YOUR INSTRUCTIONS:
Print all of the data exactly as written.

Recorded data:
+++
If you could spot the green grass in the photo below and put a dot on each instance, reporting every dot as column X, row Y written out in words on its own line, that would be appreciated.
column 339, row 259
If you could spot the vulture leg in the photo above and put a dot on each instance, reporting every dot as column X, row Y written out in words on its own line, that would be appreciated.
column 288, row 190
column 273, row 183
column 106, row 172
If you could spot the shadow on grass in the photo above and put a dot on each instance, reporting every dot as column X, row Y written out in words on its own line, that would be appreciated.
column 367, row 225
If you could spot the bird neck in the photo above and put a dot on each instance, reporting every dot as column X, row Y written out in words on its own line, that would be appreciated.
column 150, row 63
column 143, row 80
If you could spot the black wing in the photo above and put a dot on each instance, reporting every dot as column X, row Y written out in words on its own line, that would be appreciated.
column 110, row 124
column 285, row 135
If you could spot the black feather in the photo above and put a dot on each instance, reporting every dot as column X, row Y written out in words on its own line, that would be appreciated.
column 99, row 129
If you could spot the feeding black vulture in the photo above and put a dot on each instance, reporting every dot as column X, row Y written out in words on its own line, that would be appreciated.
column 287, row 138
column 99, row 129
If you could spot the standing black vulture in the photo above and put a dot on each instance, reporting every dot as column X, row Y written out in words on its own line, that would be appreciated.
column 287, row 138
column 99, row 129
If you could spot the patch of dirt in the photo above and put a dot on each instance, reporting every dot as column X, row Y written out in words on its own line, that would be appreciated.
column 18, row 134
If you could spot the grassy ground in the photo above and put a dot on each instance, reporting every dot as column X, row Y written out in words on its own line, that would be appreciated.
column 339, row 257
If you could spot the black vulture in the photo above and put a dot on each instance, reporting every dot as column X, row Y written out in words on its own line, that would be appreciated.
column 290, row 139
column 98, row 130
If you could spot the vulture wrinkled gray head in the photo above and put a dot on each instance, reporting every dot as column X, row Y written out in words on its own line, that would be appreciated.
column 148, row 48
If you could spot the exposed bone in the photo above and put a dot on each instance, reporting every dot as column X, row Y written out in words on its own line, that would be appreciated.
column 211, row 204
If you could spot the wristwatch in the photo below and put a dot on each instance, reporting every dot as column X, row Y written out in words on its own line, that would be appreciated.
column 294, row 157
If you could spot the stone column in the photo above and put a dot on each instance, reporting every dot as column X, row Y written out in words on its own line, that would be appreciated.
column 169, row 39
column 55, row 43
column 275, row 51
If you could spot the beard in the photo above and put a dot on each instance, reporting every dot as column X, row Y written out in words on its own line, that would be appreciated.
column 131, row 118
+++
TASK ANSWER:
If you could spot the green grass in the photo below and put a dot on each instance, reporting every dot as column X, row Y written out in words on its own line, that would be appreciated.
column 339, row 259
If you could spot the vulture leg in the photo above and put a dot on each instance, reporting every dot as column X, row Y written out in words on its own line, that would be appreciated.
column 288, row 190
column 273, row 183
column 106, row 172
If you could spot the shadow on grass in the photo above and put a dot on each instance, reporting every dot as column X, row Y written out in words on its own line, that would be appreciated.
column 367, row 225
If you could spot the bird neck in the photo above and put a dot on each instance, reporting every dot as column X, row Y written out in words on its own line, that would be appreciated.
column 150, row 63
column 143, row 80
If you could spot the black wing in the photo above and put a dot on each instance, reporting every dot as column X, row Y written out in words on its own line, that would be appreciated.
column 110, row 124
column 285, row 135
If you could spot the black feather in the photo above and put a dot on each instance, reporting every dot as column X, row Y written out in words on its own line, that would be appreciated.
column 99, row 129
If you could spot the feeding black vulture in the photo above and put a dot on each instance, reporting every dot as column X, row Y written out in words on its own line, that would be appreciated.
column 287, row 138
column 99, row 129
If you could spot the standing black vulture in the photo above and put a dot on each instance, reporting every dot as column X, row Y written out in words on its own line, that would be appreciated.
column 287, row 138
column 99, row 129
If you could spot the patch of dirt in the photo above and put a dot on each instance, reporting every dot as column X, row Y written out in words on its own line, that would be appreciated.
column 18, row 134
If you could spot the grassy ground in the photo above and put a dot on each instance, reporting every dot as column X, row Y written out in words on its own line, that would be appreciated.
column 339, row 257
If you could spot the black vulture in the photo above and put a dot on each instance, reporting every dot as column X, row Y written out in words on its own line, that would be appreciated.
column 290, row 139
column 98, row 130
If you could spot the vulture wrinkled gray head in the photo above and put a dot on each instance, reporting every dot as column X, row Y written out in words on its own line, that would be appreciated.
column 148, row 48
If you could spot the exposed bone in the photo above and put a dot on each instance, reporting every dot as column X, row Y written out in words on its own line, that would be appreciated.
column 211, row 204
If you could spot the wristwatch in the photo below and put a dot on each instance, reporting every dot as column X, row Y written out in words on its own line, that would be appreciated.
column 294, row 157
If you could spot the stone column in the photo above and put a dot on each instance, reporting every dot as column X, row Y written out in words on its own line, that would be appreciated.
column 169, row 39
column 55, row 43
column 275, row 51
If you could spot the beard in the photo above and put a dot on each instance, reporting every dot as column X, row Y written out in words on its own line, that would be appreciated.
column 131, row 118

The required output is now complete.